── Provided material ──
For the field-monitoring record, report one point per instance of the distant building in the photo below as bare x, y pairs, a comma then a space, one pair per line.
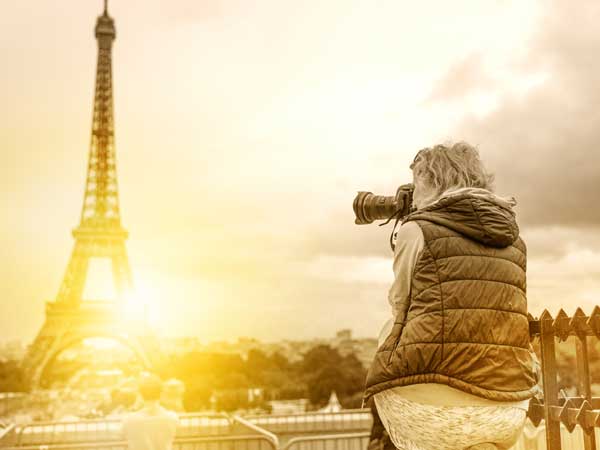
333, 405
289, 406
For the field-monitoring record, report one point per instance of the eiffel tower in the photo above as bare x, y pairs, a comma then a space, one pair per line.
70, 318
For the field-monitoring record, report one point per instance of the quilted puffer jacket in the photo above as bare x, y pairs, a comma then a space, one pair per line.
465, 321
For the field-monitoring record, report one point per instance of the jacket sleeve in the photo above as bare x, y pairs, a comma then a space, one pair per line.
409, 244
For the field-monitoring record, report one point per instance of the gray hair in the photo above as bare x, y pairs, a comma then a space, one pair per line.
447, 167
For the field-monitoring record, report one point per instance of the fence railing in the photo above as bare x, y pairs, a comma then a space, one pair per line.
242, 442
315, 422
91, 431
342, 441
554, 409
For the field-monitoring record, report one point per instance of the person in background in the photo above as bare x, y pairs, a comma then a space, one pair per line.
454, 369
152, 427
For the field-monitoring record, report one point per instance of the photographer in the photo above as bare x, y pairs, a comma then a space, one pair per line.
454, 369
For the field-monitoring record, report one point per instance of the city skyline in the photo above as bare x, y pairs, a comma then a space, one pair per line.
237, 176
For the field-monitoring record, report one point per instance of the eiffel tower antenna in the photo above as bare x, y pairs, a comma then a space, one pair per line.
70, 318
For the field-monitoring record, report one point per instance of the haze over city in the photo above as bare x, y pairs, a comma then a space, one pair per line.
243, 132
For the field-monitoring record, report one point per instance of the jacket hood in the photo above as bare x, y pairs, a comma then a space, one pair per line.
475, 213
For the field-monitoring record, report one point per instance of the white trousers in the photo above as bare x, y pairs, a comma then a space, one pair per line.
415, 426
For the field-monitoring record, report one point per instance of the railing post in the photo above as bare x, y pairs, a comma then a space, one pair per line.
584, 389
550, 385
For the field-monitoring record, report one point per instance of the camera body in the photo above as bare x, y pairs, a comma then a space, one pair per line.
369, 207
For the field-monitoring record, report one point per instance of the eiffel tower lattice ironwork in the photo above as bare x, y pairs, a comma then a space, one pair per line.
69, 318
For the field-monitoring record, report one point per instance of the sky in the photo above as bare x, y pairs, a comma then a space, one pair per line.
245, 128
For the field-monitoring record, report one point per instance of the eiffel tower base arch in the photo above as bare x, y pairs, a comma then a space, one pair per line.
───
**What the task requires**
Please retype the listing word for word, starting at the line that has "eiffel tower lattice" and stopping after its final line.

**Exercise solution**
For the field-monitoring record, report one point per instance of the eiffel tower lattice ironwork in the photo above as bare x, y pairs, a comma then a space, one pair per line.
69, 318
For the field-monitoring record, report one point per instance of the sky in the photo above as bare x, y pairs, a comma then a space, one pair per line.
245, 128
For the field-monitoring record, report one point per instance of the eiffel tower base arch in the photo above as bare x, y pairs, a comma then a space, one pair per line.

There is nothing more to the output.